[Records from a data collection]
__________________________________________________
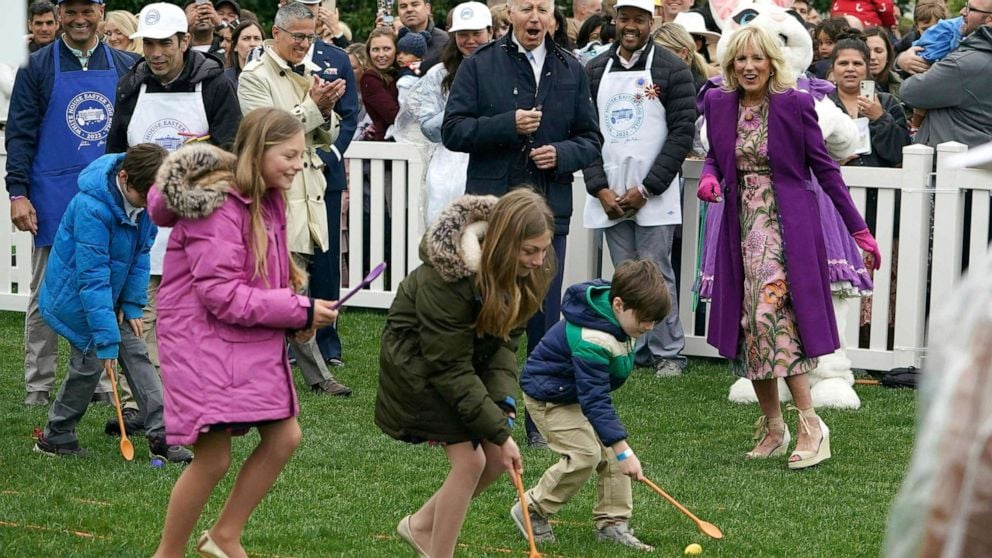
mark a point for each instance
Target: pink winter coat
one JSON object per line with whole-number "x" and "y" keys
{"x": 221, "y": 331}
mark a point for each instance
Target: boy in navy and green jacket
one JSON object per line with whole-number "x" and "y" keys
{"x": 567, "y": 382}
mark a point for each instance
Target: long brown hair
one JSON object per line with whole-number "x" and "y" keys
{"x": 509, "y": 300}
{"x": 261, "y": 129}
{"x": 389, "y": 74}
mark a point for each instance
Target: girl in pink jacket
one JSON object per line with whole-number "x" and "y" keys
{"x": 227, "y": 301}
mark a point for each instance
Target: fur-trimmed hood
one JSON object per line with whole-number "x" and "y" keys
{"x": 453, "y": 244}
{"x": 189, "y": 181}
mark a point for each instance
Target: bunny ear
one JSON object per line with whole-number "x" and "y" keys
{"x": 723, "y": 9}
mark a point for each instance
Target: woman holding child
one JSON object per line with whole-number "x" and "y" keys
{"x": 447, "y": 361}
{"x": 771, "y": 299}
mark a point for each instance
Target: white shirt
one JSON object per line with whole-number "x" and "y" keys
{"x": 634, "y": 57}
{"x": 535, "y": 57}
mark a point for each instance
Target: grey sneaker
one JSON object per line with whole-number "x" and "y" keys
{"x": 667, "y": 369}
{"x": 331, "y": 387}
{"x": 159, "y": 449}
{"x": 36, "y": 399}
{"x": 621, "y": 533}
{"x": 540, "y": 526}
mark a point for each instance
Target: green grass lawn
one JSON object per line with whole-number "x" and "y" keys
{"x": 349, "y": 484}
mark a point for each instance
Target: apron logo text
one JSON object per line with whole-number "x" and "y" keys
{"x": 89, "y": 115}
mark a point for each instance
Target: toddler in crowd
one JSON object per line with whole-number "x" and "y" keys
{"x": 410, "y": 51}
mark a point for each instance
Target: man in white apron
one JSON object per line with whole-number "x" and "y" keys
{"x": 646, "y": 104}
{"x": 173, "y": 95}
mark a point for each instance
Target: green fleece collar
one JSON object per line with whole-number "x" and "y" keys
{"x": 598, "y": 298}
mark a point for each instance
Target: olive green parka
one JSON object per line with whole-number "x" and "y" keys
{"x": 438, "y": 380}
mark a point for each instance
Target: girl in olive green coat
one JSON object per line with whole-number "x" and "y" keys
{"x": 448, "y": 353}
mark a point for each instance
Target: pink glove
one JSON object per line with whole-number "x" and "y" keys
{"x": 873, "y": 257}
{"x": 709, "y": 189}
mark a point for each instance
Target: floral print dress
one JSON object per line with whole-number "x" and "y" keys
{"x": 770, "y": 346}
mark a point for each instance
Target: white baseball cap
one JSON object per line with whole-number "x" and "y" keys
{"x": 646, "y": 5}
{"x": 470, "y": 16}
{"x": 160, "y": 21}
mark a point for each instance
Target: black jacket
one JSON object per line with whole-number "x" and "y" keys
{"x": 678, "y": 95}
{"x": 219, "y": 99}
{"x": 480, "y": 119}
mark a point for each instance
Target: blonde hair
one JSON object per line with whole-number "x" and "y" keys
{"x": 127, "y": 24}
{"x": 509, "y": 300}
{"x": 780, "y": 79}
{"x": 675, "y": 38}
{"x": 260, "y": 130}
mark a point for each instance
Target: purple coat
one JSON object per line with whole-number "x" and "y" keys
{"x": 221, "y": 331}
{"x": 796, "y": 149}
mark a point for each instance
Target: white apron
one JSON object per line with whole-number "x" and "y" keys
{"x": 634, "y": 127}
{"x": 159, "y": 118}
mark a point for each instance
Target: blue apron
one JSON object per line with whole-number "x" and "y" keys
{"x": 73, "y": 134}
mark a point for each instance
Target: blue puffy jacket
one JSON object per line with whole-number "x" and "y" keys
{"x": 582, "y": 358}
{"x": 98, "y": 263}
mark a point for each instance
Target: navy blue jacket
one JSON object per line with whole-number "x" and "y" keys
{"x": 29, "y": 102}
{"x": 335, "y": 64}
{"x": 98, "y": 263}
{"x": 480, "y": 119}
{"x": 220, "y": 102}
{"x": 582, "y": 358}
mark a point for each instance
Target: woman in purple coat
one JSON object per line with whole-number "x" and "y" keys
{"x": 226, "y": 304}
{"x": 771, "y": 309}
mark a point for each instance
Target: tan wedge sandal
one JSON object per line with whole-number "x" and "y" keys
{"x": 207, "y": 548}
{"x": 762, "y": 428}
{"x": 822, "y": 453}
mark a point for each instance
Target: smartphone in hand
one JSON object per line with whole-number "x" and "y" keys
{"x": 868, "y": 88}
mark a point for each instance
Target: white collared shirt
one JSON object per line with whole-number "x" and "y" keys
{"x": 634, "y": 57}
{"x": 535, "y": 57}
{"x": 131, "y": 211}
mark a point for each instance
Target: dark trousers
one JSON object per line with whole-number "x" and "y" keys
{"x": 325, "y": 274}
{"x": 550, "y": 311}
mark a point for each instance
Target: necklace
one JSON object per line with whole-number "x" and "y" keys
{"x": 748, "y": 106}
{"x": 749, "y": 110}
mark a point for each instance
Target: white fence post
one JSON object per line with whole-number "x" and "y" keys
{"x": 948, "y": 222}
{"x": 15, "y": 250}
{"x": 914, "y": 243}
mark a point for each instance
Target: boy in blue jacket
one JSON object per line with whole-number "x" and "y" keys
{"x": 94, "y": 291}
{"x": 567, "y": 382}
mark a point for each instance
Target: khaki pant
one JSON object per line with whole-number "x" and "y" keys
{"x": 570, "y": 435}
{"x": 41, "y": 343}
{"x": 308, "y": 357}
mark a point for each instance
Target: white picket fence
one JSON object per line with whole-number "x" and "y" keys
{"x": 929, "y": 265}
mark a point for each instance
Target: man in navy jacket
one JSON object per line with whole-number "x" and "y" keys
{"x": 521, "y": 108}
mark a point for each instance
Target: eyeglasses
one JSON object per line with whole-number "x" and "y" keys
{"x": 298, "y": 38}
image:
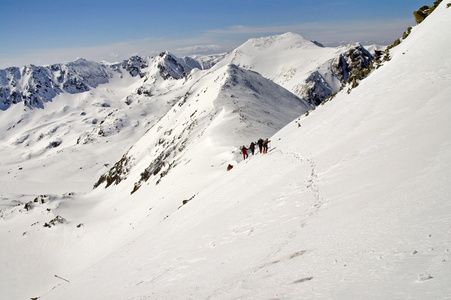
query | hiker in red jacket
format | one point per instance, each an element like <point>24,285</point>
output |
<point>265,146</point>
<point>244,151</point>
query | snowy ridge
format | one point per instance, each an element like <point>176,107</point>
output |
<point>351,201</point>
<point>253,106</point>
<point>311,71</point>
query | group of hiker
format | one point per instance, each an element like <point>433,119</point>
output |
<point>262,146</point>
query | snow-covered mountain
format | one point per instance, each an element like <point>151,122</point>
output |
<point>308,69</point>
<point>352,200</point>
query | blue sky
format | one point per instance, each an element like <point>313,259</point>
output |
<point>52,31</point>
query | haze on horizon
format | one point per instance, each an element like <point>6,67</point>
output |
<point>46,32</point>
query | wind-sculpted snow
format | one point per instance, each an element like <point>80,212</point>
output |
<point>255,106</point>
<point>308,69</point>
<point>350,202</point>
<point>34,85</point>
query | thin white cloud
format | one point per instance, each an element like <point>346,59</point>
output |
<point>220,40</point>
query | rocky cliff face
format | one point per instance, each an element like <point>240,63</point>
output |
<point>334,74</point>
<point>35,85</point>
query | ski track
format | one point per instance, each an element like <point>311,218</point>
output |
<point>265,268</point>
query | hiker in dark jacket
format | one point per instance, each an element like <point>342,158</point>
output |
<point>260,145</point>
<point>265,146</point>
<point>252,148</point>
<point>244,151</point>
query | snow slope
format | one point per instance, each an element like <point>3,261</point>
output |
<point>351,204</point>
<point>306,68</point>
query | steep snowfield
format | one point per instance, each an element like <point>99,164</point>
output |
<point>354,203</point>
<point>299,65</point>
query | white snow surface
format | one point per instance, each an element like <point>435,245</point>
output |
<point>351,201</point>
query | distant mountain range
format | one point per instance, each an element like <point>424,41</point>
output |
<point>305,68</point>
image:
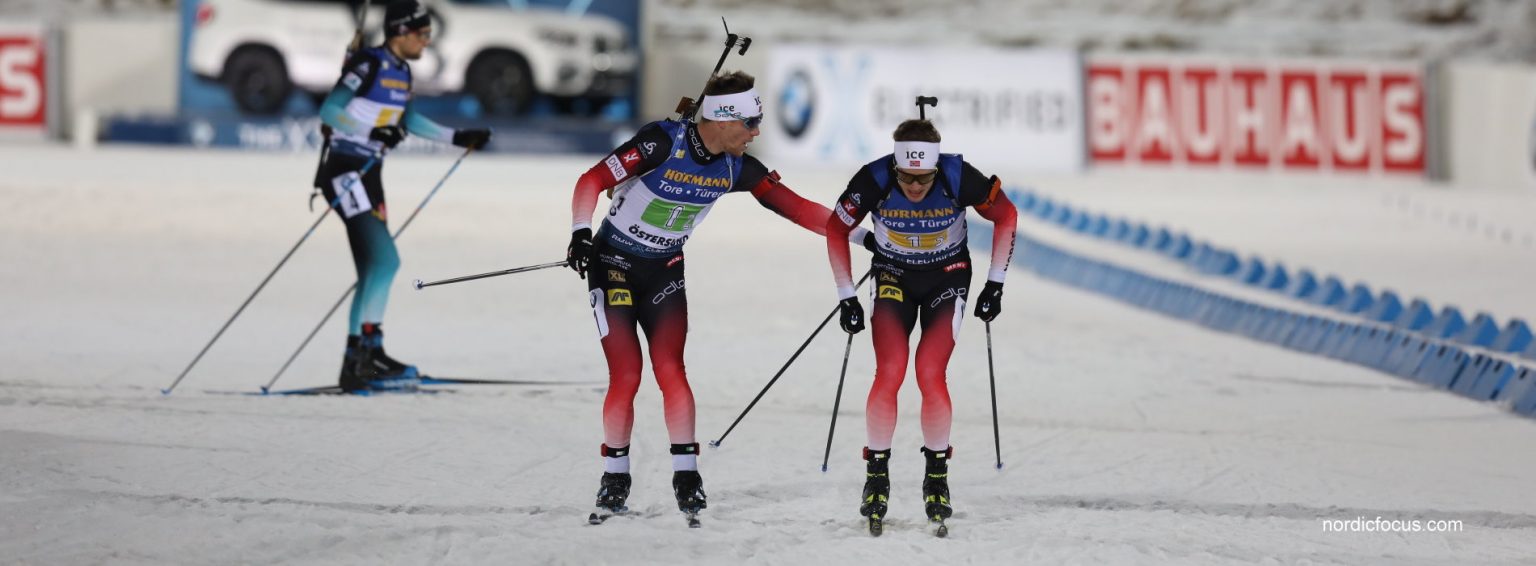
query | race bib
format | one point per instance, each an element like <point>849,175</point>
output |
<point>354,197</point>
__________________________________________________
WHAT YOU HAVE TO DO :: Give the exact lines, and only those, from the line containing "Target: woman in purple coat" through the line containing "Target: white collared shirt" in the entries above.

SOLUTION TO THE PROBLEM ::
Target: woman in purple coat
one JSON object per line with whole-number "x" and "y" keys
{"x": 226, "y": 304}
{"x": 771, "y": 309}
mark a point for each instance
Target: tan wedge sandal
one JSON object per line with whole-number "x" and "y" keys
{"x": 207, "y": 548}
{"x": 762, "y": 428}
{"x": 822, "y": 453}
mark a point for each instance
Target: smartphone in hand
one JSON object per line with whole-number "x" and "y" keys
{"x": 868, "y": 88}
mark a point for each instance
Target: white collared shirt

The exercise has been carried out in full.